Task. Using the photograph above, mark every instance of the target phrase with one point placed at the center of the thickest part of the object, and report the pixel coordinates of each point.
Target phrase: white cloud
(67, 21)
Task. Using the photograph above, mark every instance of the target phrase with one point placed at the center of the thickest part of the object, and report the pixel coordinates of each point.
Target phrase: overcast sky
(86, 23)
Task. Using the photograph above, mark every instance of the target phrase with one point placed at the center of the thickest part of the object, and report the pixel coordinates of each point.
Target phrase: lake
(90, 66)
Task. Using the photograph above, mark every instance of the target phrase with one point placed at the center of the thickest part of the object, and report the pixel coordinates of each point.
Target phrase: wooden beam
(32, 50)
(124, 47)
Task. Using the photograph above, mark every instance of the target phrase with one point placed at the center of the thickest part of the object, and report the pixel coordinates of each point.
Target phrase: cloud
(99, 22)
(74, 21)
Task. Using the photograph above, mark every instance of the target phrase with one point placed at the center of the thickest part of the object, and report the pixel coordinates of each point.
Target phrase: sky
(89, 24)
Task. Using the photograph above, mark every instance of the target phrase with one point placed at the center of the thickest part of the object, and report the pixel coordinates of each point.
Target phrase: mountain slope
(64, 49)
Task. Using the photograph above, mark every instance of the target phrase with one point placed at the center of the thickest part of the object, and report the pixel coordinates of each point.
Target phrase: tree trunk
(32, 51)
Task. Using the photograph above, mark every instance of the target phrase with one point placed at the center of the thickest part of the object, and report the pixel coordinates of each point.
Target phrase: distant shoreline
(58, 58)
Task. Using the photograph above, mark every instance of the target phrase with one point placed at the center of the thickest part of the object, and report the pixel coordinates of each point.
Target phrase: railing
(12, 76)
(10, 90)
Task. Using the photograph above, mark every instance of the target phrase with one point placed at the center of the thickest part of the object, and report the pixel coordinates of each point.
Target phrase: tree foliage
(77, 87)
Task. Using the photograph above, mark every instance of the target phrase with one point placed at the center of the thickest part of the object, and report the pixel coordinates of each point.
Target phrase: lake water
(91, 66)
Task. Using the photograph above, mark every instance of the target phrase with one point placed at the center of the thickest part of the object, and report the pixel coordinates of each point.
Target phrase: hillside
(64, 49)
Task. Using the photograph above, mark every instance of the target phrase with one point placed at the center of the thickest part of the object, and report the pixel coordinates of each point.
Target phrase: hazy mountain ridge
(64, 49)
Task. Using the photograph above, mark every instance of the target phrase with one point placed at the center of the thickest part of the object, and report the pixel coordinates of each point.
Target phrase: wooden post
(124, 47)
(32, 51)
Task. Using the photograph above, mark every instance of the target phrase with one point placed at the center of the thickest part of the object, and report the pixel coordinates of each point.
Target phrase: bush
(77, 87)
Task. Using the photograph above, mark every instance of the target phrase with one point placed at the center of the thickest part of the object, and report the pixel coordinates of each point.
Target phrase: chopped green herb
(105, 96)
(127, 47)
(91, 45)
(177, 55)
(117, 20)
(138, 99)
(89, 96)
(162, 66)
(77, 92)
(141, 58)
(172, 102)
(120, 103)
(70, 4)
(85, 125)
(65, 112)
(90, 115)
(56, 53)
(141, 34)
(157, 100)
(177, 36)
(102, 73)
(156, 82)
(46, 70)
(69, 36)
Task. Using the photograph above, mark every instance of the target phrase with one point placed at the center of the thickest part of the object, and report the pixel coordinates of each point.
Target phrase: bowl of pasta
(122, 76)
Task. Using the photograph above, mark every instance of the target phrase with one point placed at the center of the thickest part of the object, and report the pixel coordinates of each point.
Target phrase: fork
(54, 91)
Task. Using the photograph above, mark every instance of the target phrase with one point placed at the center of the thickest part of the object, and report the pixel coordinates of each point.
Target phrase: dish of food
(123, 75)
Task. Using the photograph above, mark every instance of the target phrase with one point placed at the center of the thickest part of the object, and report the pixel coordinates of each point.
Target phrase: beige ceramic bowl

◆ ◆ ◆ ◆ ◆ ◆ ◆

● **SHORT TASK**
Generate an exact reproduction of all entries.

● **FINAL ANSWER**
Task. Using the photograph above, mark every instance of the target phrase with one point placed at the center of the thickest part of the object, and report the pixel coordinates of each point.
Target phrase: white cloud
(67, 21)
Task. Using the photograph above, mark every instance of the target phrase with one point placed at the center of the thickest part of the object, and report the pixel coordinates of each point.
Target phrase: overcast sky
(86, 23)
Task. Using the photograph above, mark every instance of the target phrase with one point placed at the center of the thickest part of the object, and report the pixel coordinates of each point.
Target phrase: lake
(90, 66)
Task. Using the photograph above, mark every instance of the target phrase with one point placed at the center of the thickest part of the object, and report the pixel coordinates of each point.
Target phrase: wooden beam
(32, 50)
(124, 47)
Task. Using the photograph above, mark every instance of the target phrase with one point placed at the center of the thickest part of the object, and report the pixel coordinates of each point.
Target phrase: cloud
(99, 22)
(74, 21)
Task. Using the photograph above, mark every instance of the target phrase with one point placed at the center of the thickest part of the object, and report the pixel coordinates of each point.
Target phrase: sky
(89, 24)
Task. Using the photograph above, mark every instance of the target phrase with one point placed at the center of the thickest part of the object, and report the pixel coordinates of each point.
Target phrase: mountain slope
(64, 49)
Task. Using the photograph above, mark every instance of the target phrase with one point placed at the center of the thickest part of the object, and report the pixel coordinates of each point.
Target phrase: tree trunk
(32, 51)
Task. Using the photograph above, mark every instance of the target phrase with one point placed at the center of the thickest part of the object, and report the pixel coordinates of each point.
Target phrase: distant shoreline
(58, 58)
Task. Using the photograph above, mark every instance of the target phrase with one point placed at the center of the thickest part of the object, and report the pixel coordinates of each point.
Target phrase: railing
(12, 76)
(10, 90)
Task. Using the photograph above, mark every instance of the target phrase with one point placed at the center of the thickest part of the object, and report the pixel coordinates of each point.
Target phrase: tree foliage
(77, 87)
Task. Using the photograph above, mark every instance of the target phrase with one point placed at the center of the thickest part of the object, and report the pixel coordinates of each point.
Target phrase: lake water
(91, 66)
Task. Using the photograph above, mark every instance of the target phrase with one point placed at the center of the thickest part of the object, and report the pixel coordinates of each point.
Target phrase: hillside
(64, 49)
Task. Using the photograph above, mark every instance of the target phrase with one point placed at the center of the thickest part of the object, and report the pixel coordinates of each point.
Target phrase: hazy mountain ridge
(64, 49)
Task. Using the photograph above, mark every instance of the target phrase with one point placed at the center of the thickest part of the object, and report the pixel coordinates of each point.
Target phrase: wooden post
(124, 47)
(32, 51)
Task. Using the photograph above, mark every instance of the target phrase with one point placed at the center of the thickest part of the object, and report the pixel coordinates of each point.
Target phrase: bush
(77, 87)
Task. Using the photograph above, mark every instance of the target phrase with one point placed at the center of the thickest part of the object, and report the pixel coordinates of each point.
Target phrase: chopped green herb
(105, 96)
(127, 47)
(91, 45)
(177, 55)
(117, 20)
(138, 99)
(89, 96)
(162, 66)
(77, 92)
(141, 58)
(172, 102)
(120, 103)
(70, 4)
(85, 125)
(65, 112)
(90, 115)
(56, 53)
(141, 34)
(157, 100)
(177, 36)
(102, 73)
(156, 82)
(46, 70)
(69, 36)
Task. Using the photograph above, mark every instance of the target phrase with one point placed at the center of the thickest part of the object, and report the pixel coordinates of each point.
Target phrase: bowl of pasta
(122, 76)
Task. Using the photograph above, mark every instance of the target phrase with one point placed at the center of the thickest part of the object, and report the pixel coordinates of each point.
Target phrase: fork
(54, 91)
Task. Using the photograph above, mark every instance of the target phrase with one point placed at the center of the thickest part of the object, and report the pixel coordinates of each point.
Target phrase: dish of food
(123, 75)
Task. Using the photograph above, mark every instance of the target phrase with one point placed at the center of the thickest part of the object, and report the pixel coordinates of each point.
Target phrase: beige ceramic bowl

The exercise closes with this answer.